(Collected data entries)
○ ○ ○ ○
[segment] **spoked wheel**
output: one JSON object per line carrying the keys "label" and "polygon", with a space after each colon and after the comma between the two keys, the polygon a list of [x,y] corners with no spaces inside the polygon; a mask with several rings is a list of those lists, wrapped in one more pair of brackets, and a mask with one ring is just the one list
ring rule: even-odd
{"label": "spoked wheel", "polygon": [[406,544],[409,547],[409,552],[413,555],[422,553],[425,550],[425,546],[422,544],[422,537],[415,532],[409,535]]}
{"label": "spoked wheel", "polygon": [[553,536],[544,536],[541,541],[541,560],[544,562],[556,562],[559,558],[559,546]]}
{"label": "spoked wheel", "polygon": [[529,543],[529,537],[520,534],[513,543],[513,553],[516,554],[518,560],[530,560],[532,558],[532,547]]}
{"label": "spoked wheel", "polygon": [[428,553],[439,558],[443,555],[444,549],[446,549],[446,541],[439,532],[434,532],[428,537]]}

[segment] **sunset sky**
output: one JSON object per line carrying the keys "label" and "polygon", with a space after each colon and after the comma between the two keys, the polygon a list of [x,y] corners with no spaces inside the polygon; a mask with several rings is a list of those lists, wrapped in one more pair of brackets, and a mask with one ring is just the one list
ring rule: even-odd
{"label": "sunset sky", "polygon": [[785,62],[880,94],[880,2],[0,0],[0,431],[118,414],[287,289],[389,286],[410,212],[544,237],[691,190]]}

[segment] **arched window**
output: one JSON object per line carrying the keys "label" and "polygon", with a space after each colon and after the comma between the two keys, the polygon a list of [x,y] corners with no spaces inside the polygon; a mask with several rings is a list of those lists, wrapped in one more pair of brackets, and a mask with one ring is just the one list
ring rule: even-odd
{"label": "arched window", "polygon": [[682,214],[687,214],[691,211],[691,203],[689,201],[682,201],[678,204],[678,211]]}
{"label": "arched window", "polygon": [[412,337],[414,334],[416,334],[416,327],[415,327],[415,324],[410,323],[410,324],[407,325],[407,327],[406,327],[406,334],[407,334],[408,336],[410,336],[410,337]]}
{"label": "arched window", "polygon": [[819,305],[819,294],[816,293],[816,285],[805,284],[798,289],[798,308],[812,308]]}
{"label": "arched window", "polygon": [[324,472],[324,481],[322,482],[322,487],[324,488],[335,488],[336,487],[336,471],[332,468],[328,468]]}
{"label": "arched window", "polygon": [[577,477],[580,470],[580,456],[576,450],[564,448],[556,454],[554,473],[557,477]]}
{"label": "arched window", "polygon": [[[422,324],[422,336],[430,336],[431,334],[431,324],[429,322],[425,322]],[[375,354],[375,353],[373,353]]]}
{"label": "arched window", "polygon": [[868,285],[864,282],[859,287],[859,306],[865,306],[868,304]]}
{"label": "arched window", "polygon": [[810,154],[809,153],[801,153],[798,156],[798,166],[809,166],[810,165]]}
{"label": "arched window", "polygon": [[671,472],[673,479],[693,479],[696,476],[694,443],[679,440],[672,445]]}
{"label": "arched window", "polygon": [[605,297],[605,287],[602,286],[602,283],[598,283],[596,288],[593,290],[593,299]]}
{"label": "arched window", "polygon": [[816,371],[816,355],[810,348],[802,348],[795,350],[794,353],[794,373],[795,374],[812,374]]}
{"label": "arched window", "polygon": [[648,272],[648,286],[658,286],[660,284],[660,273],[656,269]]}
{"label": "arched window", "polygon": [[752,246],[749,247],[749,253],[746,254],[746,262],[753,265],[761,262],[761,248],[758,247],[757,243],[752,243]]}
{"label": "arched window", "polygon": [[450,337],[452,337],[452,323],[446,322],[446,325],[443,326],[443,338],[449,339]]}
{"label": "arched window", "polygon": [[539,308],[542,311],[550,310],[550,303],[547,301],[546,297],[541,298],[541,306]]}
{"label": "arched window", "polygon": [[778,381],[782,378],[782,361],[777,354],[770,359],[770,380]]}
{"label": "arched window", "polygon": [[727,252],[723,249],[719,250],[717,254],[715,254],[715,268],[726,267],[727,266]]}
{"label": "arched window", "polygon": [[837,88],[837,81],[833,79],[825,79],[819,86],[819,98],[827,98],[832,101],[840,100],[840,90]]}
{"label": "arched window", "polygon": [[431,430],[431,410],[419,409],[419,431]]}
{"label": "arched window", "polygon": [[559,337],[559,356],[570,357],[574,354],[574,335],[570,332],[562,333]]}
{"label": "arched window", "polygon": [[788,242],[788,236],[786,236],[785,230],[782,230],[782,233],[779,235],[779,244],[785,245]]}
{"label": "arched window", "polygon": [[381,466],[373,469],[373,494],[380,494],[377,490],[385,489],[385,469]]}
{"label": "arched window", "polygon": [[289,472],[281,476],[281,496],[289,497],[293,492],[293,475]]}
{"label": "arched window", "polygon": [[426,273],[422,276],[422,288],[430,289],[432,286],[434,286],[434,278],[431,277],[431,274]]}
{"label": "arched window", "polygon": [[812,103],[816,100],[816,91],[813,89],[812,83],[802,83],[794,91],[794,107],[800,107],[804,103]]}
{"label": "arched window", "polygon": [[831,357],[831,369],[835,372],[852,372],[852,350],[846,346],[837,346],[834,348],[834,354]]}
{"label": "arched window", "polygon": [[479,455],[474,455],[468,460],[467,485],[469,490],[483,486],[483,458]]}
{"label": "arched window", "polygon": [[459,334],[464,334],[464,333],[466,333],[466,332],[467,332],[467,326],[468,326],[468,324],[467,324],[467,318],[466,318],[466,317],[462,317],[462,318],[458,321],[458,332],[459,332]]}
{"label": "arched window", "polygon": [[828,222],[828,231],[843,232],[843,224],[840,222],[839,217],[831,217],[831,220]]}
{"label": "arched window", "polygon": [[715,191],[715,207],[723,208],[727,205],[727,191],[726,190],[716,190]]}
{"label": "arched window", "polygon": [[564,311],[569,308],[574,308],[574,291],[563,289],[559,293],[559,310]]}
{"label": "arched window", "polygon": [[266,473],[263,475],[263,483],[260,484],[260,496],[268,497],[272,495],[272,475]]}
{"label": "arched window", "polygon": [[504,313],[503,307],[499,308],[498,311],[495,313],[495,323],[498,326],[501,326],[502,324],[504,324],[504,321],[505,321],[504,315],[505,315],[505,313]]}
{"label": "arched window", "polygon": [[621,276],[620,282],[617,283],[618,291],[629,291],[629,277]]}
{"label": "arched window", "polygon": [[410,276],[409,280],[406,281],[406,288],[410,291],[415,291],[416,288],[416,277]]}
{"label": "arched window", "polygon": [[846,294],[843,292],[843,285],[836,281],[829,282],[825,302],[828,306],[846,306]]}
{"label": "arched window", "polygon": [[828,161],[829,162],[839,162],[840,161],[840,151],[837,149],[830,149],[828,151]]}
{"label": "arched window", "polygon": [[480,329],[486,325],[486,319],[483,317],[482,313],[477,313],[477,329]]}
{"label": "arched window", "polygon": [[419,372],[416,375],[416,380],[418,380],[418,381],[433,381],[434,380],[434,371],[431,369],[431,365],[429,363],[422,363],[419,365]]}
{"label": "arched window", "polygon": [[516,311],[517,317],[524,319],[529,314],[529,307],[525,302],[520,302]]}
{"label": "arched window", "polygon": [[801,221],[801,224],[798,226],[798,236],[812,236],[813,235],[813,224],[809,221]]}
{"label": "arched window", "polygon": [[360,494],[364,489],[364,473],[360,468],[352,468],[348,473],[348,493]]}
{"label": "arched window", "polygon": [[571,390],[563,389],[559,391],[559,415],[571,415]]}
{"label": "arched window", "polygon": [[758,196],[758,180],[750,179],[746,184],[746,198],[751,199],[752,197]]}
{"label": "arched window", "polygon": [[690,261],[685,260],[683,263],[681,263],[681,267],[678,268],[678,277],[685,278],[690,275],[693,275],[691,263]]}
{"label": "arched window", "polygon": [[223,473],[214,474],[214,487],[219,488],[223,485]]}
○ ○ ○ ○
## What you are asked to do
Filter the entries above down to the lines containing the word "segment".

## Response to the task
[segment] **spoked wheel**
[segment] **sunset sky**
[segment] **arched window**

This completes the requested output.